▶ **Task brief**
Reproduce the data starting at the line containing "# test: mark the man's face, one" and ending with the final line of the data, shifting every point coordinate in the answers by adding -55 to each number.

▶ **Dataset records**

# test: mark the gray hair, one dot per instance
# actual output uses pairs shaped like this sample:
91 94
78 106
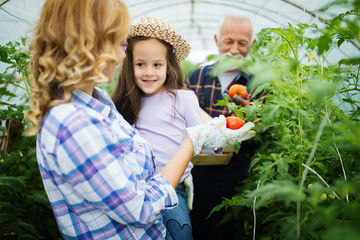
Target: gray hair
237 16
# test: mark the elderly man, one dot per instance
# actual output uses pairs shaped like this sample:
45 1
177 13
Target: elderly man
212 183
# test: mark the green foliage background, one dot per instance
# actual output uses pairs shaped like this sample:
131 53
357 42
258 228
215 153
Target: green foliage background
304 179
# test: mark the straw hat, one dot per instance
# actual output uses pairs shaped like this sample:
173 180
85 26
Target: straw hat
156 28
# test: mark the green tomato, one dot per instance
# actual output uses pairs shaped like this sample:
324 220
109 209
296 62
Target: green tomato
331 196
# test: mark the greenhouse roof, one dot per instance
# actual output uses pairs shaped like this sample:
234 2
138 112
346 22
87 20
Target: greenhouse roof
196 20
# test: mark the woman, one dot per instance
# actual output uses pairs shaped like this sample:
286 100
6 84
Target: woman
98 172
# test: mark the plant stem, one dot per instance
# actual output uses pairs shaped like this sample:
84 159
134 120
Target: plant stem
312 170
254 211
311 156
340 158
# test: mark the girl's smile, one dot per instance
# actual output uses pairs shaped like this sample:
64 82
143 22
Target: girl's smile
150 66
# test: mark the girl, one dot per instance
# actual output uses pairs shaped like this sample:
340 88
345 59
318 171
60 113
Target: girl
150 95
98 172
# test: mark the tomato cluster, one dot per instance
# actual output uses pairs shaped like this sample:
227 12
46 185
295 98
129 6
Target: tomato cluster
234 122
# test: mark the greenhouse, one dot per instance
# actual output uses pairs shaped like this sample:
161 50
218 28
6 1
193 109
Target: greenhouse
297 148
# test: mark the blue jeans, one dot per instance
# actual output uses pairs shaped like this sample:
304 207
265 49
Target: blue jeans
177 220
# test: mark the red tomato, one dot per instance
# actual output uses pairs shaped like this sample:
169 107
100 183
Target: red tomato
239 90
234 122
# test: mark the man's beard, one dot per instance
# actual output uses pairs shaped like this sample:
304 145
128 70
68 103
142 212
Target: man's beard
238 55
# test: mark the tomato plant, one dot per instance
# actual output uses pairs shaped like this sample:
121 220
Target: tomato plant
234 122
238 90
308 130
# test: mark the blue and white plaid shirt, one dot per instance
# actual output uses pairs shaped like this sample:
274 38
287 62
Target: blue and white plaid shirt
98 172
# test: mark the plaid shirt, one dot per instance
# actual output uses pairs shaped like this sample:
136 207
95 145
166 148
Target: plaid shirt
98 173
208 89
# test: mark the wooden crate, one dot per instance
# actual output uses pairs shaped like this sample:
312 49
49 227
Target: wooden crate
209 159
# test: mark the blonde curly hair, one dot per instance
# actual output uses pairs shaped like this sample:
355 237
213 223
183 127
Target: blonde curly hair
73 43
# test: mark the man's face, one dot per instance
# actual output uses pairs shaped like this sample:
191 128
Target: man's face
235 38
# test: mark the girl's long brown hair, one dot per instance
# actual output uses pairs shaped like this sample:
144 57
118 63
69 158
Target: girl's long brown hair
73 43
127 95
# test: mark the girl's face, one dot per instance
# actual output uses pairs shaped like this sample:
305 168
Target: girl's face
150 66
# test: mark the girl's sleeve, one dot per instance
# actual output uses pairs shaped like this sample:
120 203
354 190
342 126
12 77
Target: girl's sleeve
193 117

▶ **Final answer**
# test: mark the man's face, one dot per instance
# actual output uses pairs shaped like this sample:
191 128
Target: man's face
180 -17
# test: mark the girl's long brown hair, one dot per instance
# actual output uses pairs shaped like this sample:
144 57
118 63
69 158
Target: girl's long brown hair
18 -12
72 40
# test: mark the girl's face, one dot per instance
# actual output uses pairs shaped like this sample:
305 168
Target: girl's face
95 11
# test: mark the girl's sleeve, one dot per instance
# actual output uses pairs shaped like this sample:
120 203
354 190
342 126
12 77
Target: girl's sleeve
138 62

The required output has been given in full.